◆ TASK BRIEF:
The records that follow need to be printed exactly. Leave out each image.

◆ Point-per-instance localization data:
◆ ◆ ◆
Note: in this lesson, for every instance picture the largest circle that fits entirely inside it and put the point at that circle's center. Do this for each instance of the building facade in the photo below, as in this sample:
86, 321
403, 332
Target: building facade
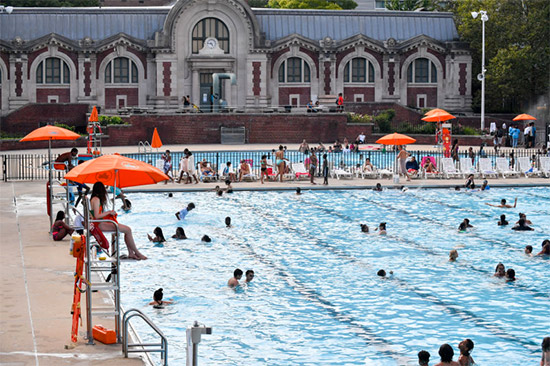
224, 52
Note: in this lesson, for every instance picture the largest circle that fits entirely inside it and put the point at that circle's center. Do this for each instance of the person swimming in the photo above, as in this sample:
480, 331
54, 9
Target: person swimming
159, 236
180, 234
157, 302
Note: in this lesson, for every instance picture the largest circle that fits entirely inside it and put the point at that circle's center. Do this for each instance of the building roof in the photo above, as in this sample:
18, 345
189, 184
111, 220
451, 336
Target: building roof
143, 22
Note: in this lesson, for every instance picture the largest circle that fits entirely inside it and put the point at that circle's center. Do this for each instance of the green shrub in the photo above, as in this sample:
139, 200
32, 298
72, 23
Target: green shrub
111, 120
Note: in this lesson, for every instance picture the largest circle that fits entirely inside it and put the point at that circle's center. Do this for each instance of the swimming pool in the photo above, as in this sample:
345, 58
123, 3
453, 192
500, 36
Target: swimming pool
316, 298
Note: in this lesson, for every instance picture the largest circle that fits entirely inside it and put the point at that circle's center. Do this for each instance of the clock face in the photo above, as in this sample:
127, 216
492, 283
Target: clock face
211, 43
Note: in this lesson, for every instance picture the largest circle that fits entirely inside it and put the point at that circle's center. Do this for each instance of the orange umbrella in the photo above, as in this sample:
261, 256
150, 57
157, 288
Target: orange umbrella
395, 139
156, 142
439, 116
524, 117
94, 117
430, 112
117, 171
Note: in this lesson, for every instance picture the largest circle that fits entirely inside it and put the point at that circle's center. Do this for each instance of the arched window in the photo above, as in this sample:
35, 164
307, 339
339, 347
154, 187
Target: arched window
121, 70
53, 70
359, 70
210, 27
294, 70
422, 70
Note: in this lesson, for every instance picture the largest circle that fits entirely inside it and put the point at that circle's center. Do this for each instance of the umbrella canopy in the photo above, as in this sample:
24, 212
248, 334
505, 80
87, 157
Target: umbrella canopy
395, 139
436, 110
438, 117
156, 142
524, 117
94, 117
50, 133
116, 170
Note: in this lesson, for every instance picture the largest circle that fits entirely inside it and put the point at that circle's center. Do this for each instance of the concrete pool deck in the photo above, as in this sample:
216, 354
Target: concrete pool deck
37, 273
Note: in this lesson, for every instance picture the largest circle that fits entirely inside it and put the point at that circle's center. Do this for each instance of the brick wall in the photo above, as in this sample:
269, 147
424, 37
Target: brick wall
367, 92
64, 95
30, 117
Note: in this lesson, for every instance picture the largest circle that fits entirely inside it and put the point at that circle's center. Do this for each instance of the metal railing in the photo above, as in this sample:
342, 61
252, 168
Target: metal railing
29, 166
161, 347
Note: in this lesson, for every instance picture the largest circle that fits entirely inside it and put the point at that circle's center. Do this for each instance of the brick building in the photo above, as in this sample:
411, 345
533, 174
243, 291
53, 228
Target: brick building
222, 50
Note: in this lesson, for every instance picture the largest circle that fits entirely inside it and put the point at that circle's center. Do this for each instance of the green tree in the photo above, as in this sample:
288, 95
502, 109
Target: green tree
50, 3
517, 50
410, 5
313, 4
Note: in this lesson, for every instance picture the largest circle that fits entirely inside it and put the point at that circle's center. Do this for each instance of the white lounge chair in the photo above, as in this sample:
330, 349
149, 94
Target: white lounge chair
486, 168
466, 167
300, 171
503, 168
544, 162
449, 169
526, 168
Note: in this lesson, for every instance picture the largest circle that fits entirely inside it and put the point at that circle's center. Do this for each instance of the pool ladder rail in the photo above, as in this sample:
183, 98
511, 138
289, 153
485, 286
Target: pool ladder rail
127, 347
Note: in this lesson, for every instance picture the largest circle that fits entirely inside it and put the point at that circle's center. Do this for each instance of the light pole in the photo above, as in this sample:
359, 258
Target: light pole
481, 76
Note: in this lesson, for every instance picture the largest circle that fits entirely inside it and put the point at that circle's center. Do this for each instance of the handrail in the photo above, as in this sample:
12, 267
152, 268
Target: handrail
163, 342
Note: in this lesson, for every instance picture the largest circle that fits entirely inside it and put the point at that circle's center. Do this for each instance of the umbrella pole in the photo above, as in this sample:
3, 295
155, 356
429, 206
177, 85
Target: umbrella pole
◆ ◆ ◆
◆ ANSWER FOR THIS EXERCISE:
Note: in this lesson, for every instance picture the largest circle that fits entirely inside it and put the point at that circle's center. Do this for each instance of the building facade in the photo below, as in this sample:
86, 321
403, 332
Target: building facade
224, 52
Note: in this lesson, for every instance picture the largest circle that fits entirely inside it and put the point at that circle's center. Do this for each instance of the person swimming in the photo above, as in this sample:
480, 331
54, 9
Target: person swimming
159, 236
180, 234
157, 302
Note: in this lesson, for every instance picture the largest circle that fits entirely inside it and put the point at that circle's center. Do this for each instance of the building roof in the photo above, as in this sample:
18, 345
189, 184
111, 220
451, 336
Target: building roof
143, 22
Note: in this lesson, for every instance picture the largest circle that fits entirely inside it and put the point at that circle's center. Do this for each instance of the green shrub in the photo above, as in this sample:
139, 200
32, 298
72, 23
Target: green shrub
111, 120
Note: in this lesson, for every instance picture the largest circle that fits entirely inside it and put the point at that circle's center. Do this for each instance of the swimming pool in the photo above, as in this sample:
345, 58
123, 3
453, 192
500, 36
Target: swimming pool
316, 298
Note: in this lesson, for every instance picture the largest circle that fits entirely inside it and put the point at that circle's center. Do this for each instance of the clock face in the photo above, as in this sample:
127, 216
492, 283
Target: clock face
211, 43
Note: in this lesson, for every instance picture the largest circle that fits entirely inside it and put the point at that circle's center. Do this for each instance of the orange umbrella in the photo above, as in this sample:
261, 256
150, 57
157, 288
Target: orange umbrella
395, 139
156, 142
439, 116
524, 117
94, 117
430, 112
117, 171
Note: in this lesson, for every instance picture the largest circle that fits entirely inside it and put the point at that circle's center. Do this for each instance of the arched window in the photo above, as in this sample:
35, 164
307, 339
339, 347
154, 187
Target: arched window
121, 70
53, 70
359, 70
210, 27
294, 70
422, 70
Note: in this lesson, for every instance picture the largest circle that fits entirely inside it and put the point at that circle's center. Do this for each instance of the umbrella canopy in the photo above, as in this sample:
24, 212
248, 334
505, 80
87, 157
Target: umbrella canopy
395, 139
436, 110
438, 117
156, 142
524, 117
94, 117
50, 133
116, 170
Note: in this lesson, for every instance picture the largest circle that fits entirely inside it and put the point at that circle's center. Do this for each instance of the concrete pool deck in the photo above, as in this sample:
216, 354
Target: concrete pool deck
37, 273
Note: in this lesson, for every instance picture the largest circle that fits entirely inside it and put the point at that circle's center. Do this for each instance of the brick wall in the photo above, as in this sample:
269, 147
424, 37
Target: brick wall
367, 92
64, 95
30, 117
Note: in this lesson, for every instance picture the largest circle that fits entirely inside it and put the point at that circle's center. Do this for each instance of the metal railing in the photo above, as in this sample:
342, 61
252, 168
Target: metal railing
29, 166
161, 347
Note: in this lesson, for every instance picture the largest circle that fits entirely inside it and put the point at that circle's center. Do this for each instance of the brick building in the photo above, as in this sample:
411, 345
533, 174
243, 291
53, 228
Target: brick building
222, 50
Note: in this lesson, for every instance picture the largest circle that fits entirely inside it and put the point at that circle's center. Do this for each instance of the green tree in the photo above, as in this sample:
288, 95
502, 109
Target: green tree
50, 3
517, 50
410, 5
313, 4
Note: in this lesson, for every instance picture the largest circle that fits entirely inside it and put the point at that circle's center. Do this for each instance of the white lounge chair in the photo above, as in this sample:
330, 349
149, 94
Target: white lounge chair
486, 168
466, 167
300, 171
503, 168
544, 162
449, 169
526, 168
Note: in this lesson, for every instance picture the largest circle that fits entirely inside it and put the point at that circle's center. Do this for each instance of the pool ladder rail in the photo above, as in this sample:
183, 98
511, 138
289, 153
485, 286
Target: pool ladder rail
127, 347
Note: in this lesson, for every instance picture the largest circle that fits entirely inside it and put the point at that circle's center. Do this for each instance of the light pole in the photo above, as in this sample:
359, 258
Target: light pole
481, 76
Note: in this lesson, for every instance picture the largest circle that fits entirely inside it and put the point at that circle's center. Do this for each instance of the handrail in the photo above, as in this sample:
12, 267
152, 268
Target: handrail
163, 342
Note: in this lesson, for every instance picture the largest circle that fits entirely inside it and put the point at that circle's center. Do this for each instance of the umbrella pole in the photo above, as in this sample:
3, 295
155, 356
429, 206
177, 85
Target: umbrella pole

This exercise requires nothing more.